> _WHAT YOU ARE ASKED TO DO_
Write every record out again exactly as shown below.

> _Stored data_
========
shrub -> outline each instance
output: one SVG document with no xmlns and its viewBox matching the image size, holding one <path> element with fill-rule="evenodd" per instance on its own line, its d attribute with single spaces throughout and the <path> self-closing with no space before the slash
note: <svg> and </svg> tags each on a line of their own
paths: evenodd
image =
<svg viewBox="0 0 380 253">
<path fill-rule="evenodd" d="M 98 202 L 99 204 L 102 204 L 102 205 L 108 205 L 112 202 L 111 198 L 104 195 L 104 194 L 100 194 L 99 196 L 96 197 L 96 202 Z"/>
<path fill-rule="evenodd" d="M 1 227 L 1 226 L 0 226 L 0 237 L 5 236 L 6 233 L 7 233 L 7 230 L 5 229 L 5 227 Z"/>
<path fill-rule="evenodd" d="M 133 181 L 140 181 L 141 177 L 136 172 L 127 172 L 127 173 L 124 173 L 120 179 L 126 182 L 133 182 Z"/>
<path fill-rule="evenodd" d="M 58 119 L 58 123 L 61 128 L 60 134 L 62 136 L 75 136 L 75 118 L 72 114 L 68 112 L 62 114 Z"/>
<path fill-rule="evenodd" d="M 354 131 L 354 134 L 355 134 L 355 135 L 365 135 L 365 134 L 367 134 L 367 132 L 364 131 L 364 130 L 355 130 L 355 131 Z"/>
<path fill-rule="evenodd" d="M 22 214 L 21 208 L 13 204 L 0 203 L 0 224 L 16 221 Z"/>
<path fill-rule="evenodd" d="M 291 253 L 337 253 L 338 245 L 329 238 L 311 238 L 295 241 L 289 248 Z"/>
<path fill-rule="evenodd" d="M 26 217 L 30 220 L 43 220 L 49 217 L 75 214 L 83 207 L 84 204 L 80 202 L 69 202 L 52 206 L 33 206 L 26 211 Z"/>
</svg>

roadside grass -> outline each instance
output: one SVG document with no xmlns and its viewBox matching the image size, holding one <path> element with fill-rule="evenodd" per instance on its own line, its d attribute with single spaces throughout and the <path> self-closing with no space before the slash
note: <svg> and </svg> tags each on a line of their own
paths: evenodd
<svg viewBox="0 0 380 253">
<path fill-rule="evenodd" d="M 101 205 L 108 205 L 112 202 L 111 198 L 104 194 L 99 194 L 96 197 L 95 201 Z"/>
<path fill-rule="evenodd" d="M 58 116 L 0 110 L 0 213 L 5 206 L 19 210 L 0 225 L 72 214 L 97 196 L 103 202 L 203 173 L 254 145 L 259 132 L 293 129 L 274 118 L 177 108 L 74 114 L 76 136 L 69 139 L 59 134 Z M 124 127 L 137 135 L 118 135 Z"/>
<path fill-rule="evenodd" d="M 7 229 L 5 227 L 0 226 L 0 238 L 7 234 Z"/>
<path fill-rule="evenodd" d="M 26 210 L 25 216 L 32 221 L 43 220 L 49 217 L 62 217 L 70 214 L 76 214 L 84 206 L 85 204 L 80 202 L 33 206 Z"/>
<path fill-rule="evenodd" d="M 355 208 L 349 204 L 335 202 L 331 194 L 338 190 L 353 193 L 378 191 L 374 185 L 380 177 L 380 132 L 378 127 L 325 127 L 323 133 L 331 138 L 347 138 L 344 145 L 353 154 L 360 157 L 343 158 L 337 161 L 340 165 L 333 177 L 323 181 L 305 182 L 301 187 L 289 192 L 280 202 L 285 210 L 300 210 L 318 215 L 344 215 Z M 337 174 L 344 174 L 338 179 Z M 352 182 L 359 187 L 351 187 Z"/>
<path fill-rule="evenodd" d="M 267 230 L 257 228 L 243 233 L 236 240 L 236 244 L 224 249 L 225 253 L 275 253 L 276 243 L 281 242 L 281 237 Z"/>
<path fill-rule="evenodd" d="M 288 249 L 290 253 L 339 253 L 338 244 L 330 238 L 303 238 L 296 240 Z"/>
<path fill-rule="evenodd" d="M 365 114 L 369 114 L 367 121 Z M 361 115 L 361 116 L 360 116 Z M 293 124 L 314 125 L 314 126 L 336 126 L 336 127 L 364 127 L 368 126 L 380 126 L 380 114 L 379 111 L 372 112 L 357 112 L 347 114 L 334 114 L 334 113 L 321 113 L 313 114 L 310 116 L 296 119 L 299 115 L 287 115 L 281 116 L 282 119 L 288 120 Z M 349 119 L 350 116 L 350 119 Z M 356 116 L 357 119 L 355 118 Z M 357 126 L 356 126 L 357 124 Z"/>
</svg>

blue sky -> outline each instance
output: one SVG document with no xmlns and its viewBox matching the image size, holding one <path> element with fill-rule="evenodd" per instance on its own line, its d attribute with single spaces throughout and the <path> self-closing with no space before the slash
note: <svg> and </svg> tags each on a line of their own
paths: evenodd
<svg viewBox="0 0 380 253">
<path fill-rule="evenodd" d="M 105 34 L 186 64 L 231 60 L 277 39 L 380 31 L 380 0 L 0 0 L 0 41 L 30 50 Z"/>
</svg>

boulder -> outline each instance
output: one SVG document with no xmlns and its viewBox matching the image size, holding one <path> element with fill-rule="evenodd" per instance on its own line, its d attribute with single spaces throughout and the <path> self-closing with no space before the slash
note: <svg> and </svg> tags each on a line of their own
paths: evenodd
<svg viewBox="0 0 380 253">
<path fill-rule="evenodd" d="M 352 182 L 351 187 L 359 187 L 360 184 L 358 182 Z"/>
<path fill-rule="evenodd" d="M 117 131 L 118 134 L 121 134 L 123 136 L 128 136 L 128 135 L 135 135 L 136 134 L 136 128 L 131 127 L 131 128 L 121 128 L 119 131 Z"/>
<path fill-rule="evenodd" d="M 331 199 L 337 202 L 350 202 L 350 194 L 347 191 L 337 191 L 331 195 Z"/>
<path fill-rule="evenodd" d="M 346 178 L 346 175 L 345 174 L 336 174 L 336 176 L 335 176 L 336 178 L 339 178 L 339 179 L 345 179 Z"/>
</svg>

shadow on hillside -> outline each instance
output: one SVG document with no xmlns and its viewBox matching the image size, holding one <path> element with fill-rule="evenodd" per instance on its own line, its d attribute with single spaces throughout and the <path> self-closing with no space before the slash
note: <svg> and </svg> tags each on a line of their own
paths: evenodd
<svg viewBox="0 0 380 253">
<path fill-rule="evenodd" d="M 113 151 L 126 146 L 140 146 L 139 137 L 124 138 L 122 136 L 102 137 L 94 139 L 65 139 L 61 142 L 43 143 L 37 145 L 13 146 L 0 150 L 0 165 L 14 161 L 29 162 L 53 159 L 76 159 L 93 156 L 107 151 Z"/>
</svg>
========
> _RESPONSE TO THE EXERCISE_
shrub -> outline each instance
output: one SVG document with no xmlns and its viewBox matching the image size, holding one <path> element with fill-rule="evenodd" per instance on its own line, its d attribute with single spaces throughout and the <path> self-closing with no space before the slash
note: <svg> and </svg> tags each on a line of their own
paths: evenodd
image =
<svg viewBox="0 0 380 253">
<path fill-rule="evenodd" d="M 98 202 L 99 204 L 102 204 L 102 205 L 108 205 L 112 202 L 111 198 L 104 195 L 104 194 L 100 194 L 99 196 L 96 197 L 96 202 Z"/>
<path fill-rule="evenodd" d="M 1 227 L 1 226 L 0 226 L 0 237 L 5 236 L 6 233 L 7 233 L 7 230 L 5 229 L 5 227 Z"/>
<path fill-rule="evenodd" d="M 133 181 L 140 181 L 141 177 L 136 172 L 127 172 L 127 173 L 124 173 L 120 179 L 126 182 L 133 182 Z"/>
<path fill-rule="evenodd" d="M 58 119 L 58 123 L 61 128 L 60 134 L 62 136 L 75 136 L 75 118 L 72 114 L 68 112 L 62 114 Z"/>
<path fill-rule="evenodd" d="M 354 131 L 354 134 L 355 134 L 355 135 L 365 135 L 365 134 L 367 134 L 367 132 L 364 131 L 364 130 L 355 130 L 355 131 Z"/>
<path fill-rule="evenodd" d="M 22 214 L 21 208 L 13 204 L 0 203 L 0 224 L 16 221 Z"/>
<path fill-rule="evenodd" d="M 291 253 L 337 253 L 338 245 L 329 238 L 311 238 L 295 241 L 289 248 Z"/>
<path fill-rule="evenodd" d="M 26 217 L 30 220 L 43 220 L 49 217 L 75 214 L 83 207 L 84 204 L 80 202 L 69 202 L 52 206 L 33 206 L 26 211 Z"/>
</svg>

roadside grass -> outline each instance
output: one SVG document with no xmlns and its viewBox matching the image size, holding one <path> element with fill-rule="evenodd" per instance on its own line, its d attribute with single spaces throughout and the <path> self-closing with no space before the slash
note: <svg> and </svg> tags each on a line of their own
paths: evenodd
<svg viewBox="0 0 380 253">
<path fill-rule="evenodd" d="M 101 205 L 108 205 L 112 202 L 111 198 L 104 194 L 99 194 L 96 197 L 95 201 Z"/>
<path fill-rule="evenodd" d="M 58 116 L 0 110 L 0 213 L 5 206 L 19 210 L 0 225 L 72 214 L 97 196 L 103 202 L 203 173 L 254 145 L 259 132 L 293 129 L 274 118 L 177 108 L 74 114 L 76 136 L 69 139 L 59 134 Z M 124 127 L 137 135 L 118 135 Z"/>
<path fill-rule="evenodd" d="M 7 229 L 5 227 L 0 226 L 0 238 L 7 234 Z"/>
<path fill-rule="evenodd" d="M 26 210 L 25 216 L 32 221 L 43 220 L 49 217 L 62 217 L 70 214 L 76 214 L 84 206 L 85 204 L 80 202 L 33 206 Z"/>
<path fill-rule="evenodd" d="M 355 208 L 349 204 L 335 202 L 331 194 L 338 190 L 353 193 L 378 191 L 374 185 L 380 177 L 380 132 L 378 127 L 325 127 L 323 133 L 331 138 L 347 138 L 344 145 L 353 154 L 360 157 L 343 158 L 337 161 L 340 165 L 333 177 L 323 181 L 305 182 L 301 187 L 289 192 L 280 202 L 285 210 L 300 210 L 318 215 L 344 215 Z M 337 174 L 344 174 L 338 179 Z M 352 182 L 359 187 L 351 187 Z"/>
<path fill-rule="evenodd" d="M 267 230 L 257 228 L 243 233 L 236 240 L 236 244 L 224 249 L 225 253 L 275 253 L 276 243 L 281 242 L 281 237 Z"/>
<path fill-rule="evenodd" d="M 288 249 L 290 253 L 339 253 L 338 244 L 330 238 L 303 238 L 296 240 Z"/>
<path fill-rule="evenodd" d="M 365 114 L 369 114 L 367 121 Z M 361 115 L 361 116 L 360 116 Z M 293 124 L 314 125 L 314 126 L 336 126 L 336 127 L 364 127 L 368 126 L 380 126 L 380 114 L 379 111 L 372 112 L 357 112 L 347 114 L 334 114 L 334 113 L 321 113 L 313 114 L 310 116 L 296 119 L 299 115 L 287 115 L 281 116 L 282 119 L 288 120 Z M 349 119 L 350 116 L 350 119 Z M 356 116 L 357 119 L 355 118 Z M 357 126 L 356 126 L 357 124 Z"/>
</svg>

blue sky -> outline each instance
output: one SVG document with no xmlns and its viewBox matching the image size, holding one <path> element with fill-rule="evenodd" per instance on its own line, its d attribute with single spaces throughout and the <path> self-closing with no space before the slash
note: <svg> and </svg> tags each on a line of their own
paths: evenodd
<svg viewBox="0 0 380 253">
<path fill-rule="evenodd" d="M 105 34 L 186 64 L 231 60 L 277 39 L 380 31 L 380 0 L 0 0 L 0 41 L 30 50 Z"/>
</svg>

boulder -> outline each instance
output: one SVG document with no xmlns and its viewBox matching the image size, holding one <path> element with fill-rule="evenodd" per instance on its own line, its d attribute with single spaces throughout and the <path> self-closing with no space before the slash
note: <svg> and </svg> tags each on a line of their own
paths: evenodd
<svg viewBox="0 0 380 253">
<path fill-rule="evenodd" d="M 352 182 L 351 187 L 359 187 L 360 184 L 358 182 Z"/>
<path fill-rule="evenodd" d="M 117 131 L 118 134 L 121 134 L 123 136 L 128 136 L 128 135 L 135 135 L 136 134 L 136 128 L 131 127 L 131 128 L 121 128 L 119 131 Z"/>
<path fill-rule="evenodd" d="M 331 199 L 337 202 L 350 202 L 350 194 L 347 191 L 337 191 L 331 195 Z"/>
<path fill-rule="evenodd" d="M 346 178 L 346 175 L 345 174 L 336 174 L 336 176 L 335 176 L 336 178 L 339 178 L 339 179 L 345 179 Z"/>
</svg>

shadow on hillside -> outline each instance
output: one SVG document with no xmlns and its viewBox matching the image size, holding one <path> element with fill-rule="evenodd" per instance on its own line, its d attribute with single spaces throughout and the <path> self-closing with no space before the slash
note: <svg> and </svg> tags each on a line of their own
paths: evenodd
<svg viewBox="0 0 380 253">
<path fill-rule="evenodd" d="M 113 151 L 126 146 L 140 146 L 139 137 L 124 138 L 122 136 L 102 137 L 94 139 L 65 139 L 61 142 L 43 143 L 37 145 L 13 146 L 0 150 L 0 165 L 14 161 L 29 162 L 53 159 L 76 159 L 93 156 L 107 151 Z"/>
</svg>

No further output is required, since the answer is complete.